__Aim of the task__:
Take the data below and write it out exactly, except for the pictures.

__Records shown__:
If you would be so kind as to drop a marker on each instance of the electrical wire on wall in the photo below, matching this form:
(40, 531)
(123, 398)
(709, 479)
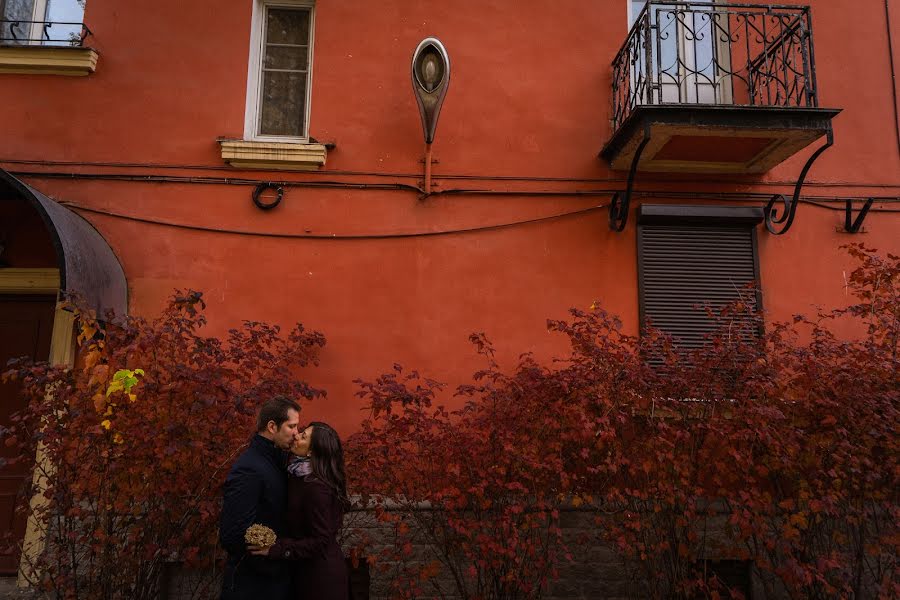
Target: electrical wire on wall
(824, 202)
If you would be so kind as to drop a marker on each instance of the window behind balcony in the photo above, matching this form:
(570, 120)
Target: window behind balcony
(686, 45)
(45, 22)
(686, 268)
(280, 65)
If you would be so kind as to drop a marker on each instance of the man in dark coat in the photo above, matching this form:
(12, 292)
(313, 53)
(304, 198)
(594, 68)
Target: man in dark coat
(256, 492)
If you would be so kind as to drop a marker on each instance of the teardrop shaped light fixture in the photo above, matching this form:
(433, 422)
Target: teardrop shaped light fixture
(430, 79)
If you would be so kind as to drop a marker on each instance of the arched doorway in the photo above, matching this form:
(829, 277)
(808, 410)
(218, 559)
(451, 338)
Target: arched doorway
(46, 250)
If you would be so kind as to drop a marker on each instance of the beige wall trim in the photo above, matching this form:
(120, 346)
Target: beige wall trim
(287, 156)
(62, 353)
(48, 60)
(29, 281)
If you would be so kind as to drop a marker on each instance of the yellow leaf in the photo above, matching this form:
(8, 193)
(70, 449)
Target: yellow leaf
(99, 401)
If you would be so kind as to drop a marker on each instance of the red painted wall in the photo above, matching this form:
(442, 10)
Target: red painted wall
(529, 100)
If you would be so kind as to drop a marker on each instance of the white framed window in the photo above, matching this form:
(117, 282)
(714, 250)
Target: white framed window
(689, 52)
(41, 22)
(280, 71)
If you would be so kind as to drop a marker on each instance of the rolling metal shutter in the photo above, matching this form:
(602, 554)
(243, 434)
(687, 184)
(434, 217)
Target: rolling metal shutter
(684, 268)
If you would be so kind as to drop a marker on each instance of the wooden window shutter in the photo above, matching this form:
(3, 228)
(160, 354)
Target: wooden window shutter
(684, 268)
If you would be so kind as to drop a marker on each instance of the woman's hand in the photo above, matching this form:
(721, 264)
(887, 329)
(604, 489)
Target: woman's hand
(259, 550)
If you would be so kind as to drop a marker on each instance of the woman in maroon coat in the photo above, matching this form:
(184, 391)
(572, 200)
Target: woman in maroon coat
(317, 496)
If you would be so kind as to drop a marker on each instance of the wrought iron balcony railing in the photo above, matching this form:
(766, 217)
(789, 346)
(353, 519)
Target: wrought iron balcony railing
(697, 53)
(43, 33)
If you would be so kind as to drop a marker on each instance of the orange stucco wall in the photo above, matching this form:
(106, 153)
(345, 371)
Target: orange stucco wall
(527, 110)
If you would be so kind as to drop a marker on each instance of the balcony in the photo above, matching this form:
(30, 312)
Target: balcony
(45, 48)
(715, 88)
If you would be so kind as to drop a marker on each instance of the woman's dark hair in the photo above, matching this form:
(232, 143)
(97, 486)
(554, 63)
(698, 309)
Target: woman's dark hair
(326, 457)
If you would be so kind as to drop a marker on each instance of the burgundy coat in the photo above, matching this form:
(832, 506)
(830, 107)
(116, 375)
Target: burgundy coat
(314, 517)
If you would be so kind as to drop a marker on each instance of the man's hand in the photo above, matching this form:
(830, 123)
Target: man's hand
(259, 550)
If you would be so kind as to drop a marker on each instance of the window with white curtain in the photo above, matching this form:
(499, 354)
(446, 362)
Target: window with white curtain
(46, 22)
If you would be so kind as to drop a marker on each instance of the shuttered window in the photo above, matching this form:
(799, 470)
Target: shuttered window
(685, 268)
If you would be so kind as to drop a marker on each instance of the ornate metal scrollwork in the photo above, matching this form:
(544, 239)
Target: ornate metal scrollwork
(619, 204)
(789, 206)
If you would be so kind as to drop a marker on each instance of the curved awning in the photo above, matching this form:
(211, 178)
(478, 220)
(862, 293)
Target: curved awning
(87, 265)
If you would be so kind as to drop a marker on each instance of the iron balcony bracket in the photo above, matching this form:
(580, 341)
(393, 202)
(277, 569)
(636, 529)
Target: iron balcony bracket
(855, 225)
(619, 205)
(789, 207)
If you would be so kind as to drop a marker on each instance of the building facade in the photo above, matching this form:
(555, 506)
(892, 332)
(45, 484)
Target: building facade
(621, 151)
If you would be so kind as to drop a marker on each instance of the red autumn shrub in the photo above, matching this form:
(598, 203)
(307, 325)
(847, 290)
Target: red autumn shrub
(130, 479)
(777, 449)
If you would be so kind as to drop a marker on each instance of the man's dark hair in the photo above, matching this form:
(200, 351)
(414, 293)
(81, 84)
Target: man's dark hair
(275, 409)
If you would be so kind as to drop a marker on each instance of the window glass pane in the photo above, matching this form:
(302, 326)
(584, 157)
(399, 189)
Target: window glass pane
(16, 10)
(283, 103)
(287, 26)
(284, 78)
(64, 11)
(286, 57)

__Expected answer__:
If you would be so kind as to drop a marker on each instance of the electrical wire on wall in the photo below, matching this form:
(40, 531)
(123, 398)
(709, 479)
Target: electrical wire on wall
(824, 202)
If you would be so kind as to drop a marker on each instance of the window behind balcony in the photo above, matching this form:
(570, 120)
Target: window behind balcony
(686, 45)
(45, 22)
(686, 268)
(280, 65)
If you would be so kind as to drop a marker on each instance of the man in dark coat in the photo above, matching this form:
(12, 292)
(313, 53)
(304, 198)
(594, 68)
Target: man in dark coat
(256, 492)
If you would be so kind as to drop a marker on each instance of the teardrop shaped light fixture in the photo above, matching this form:
(433, 422)
Target: teardrop shaped light fixture
(430, 79)
If you would be so kind as to drop a marker on each instance of the arched doorway in the photo above, matching this form:
(829, 277)
(808, 410)
(218, 559)
(451, 338)
Target: arched doorway
(46, 250)
If you would be so kind as to drop a marker on each instance of the beige wall trim in the photo above, matching this form:
(120, 346)
Target: beige wall trim
(287, 156)
(62, 353)
(48, 60)
(29, 281)
If you would be so kind as to drop a marker on each instance of the yellow leaf in the photo above, matching this form:
(8, 193)
(70, 449)
Target: yellow leaf
(99, 401)
If you would be so kind as to drop a marker on each instance of the red painted wall in the photo above, matching this form:
(442, 10)
Target: red painted wall
(529, 100)
If you would be so kind as to drop a marker on each instance of the white framed window in the photo above, matching this form:
(117, 282)
(714, 250)
Target: white framed window
(689, 52)
(41, 22)
(280, 71)
If you would be so kind as to drop a marker on each instance of the rolling metal shutter in the photo above, matching this form:
(602, 554)
(243, 434)
(687, 184)
(434, 217)
Target: rolling metal shutter
(684, 268)
If you would be so kind as to drop a marker on each instance of the wooden window shutter in the photo above, matching this form:
(3, 228)
(160, 354)
Target: wooden window shutter
(684, 268)
If you would be so kind as to drop a marker on each instance of the woman's hand in the photo above, matching this form:
(721, 264)
(887, 329)
(604, 489)
Target: woman's hand
(259, 550)
If you would be so kind as to drop a marker on each instance of the woman in maroon coat in the photo above, matching this form:
(184, 391)
(572, 200)
Target: woman in maroon coat
(317, 496)
If you would be so kind as to drop a marker on each instance of the wrought iron balcony railing in the photo above, matching this form:
(766, 217)
(789, 346)
(353, 519)
Target: wrought iron balcony railing
(697, 53)
(43, 33)
If you would be so kind as to drop a marker on each instance of the orange stucco wall in the photo above, matching this form:
(106, 153)
(345, 371)
Target: orange stucco wall
(527, 110)
If you would be so kind as to drop a marker on each instance of the balcony in the photo above, matching this form:
(30, 312)
Target: balcony
(45, 48)
(715, 88)
If you would be so kind as to drop a marker on each instance of the woman's dark hair in the photo above, matching this form:
(232, 143)
(97, 486)
(554, 63)
(698, 309)
Target: woman's dark hair
(326, 457)
If you would be so kind as to drop a marker on each instance of the burgundy coat in the photo above, matching this form:
(832, 506)
(830, 107)
(116, 375)
Target: burgundy coat
(314, 517)
If you would be so kind as to drop a marker on each instance of the man's hand in the photo above, matching this form:
(830, 123)
Target: man's hand
(259, 550)
If you would be so kind as to drop a marker on each instance of the window with white curtain in the photo above, matching this form:
(499, 354)
(446, 362)
Target: window with white curtain
(46, 22)
If you would be so kind as to drop a marker on each instance of the shuttered window in the photo above, matching this form:
(799, 470)
Target: shuttered window
(685, 268)
If you would be so kind as to drop a marker on each instance of the ornate metal scrollwork in the photo above, matching this form:
(544, 239)
Target: ornate metal scrollwork
(619, 204)
(789, 206)
If you would be so kind as to drop a marker on each instance of the curved awning in the photo above, matching this form:
(211, 178)
(478, 220)
(862, 293)
Target: curved awning
(87, 265)
If you would be so kind as to drop a marker on each instance of the iron balcony bracket in the photo above, matching this form:
(580, 341)
(393, 202)
(277, 569)
(636, 529)
Target: iron balcony bracket
(855, 225)
(619, 205)
(789, 207)
If you would be so kind as to drop a marker on each instance of the building facade in the photo above, matching this form:
(555, 506)
(892, 332)
(45, 484)
Target: building facade
(621, 151)
If you would be so kind as to drop a marker on each instance of the red autumn shrub in the photo above, matching this form:
(598, 203)
(307, 325)
(847, 290)
Target: red autumn shrub
(130, 479)
(777, 449)
If you would be so kind as to drop a marker on each instance of the man's dark hair in the photo above, matching this form:
(200, 351)
(414, 293)
(81, 84)
Target: man's dark hair
(275, 409)
If you would be so kind as to drop a marker on each instance of the window glass pane in the photo above, matching this form:
(302, 326)
(584, 157)
(399, 189)
Target: window glass pane
(16, 10)
(283, 103)
(287, 26)
(284, 78)
(64, 11)
(286, 57)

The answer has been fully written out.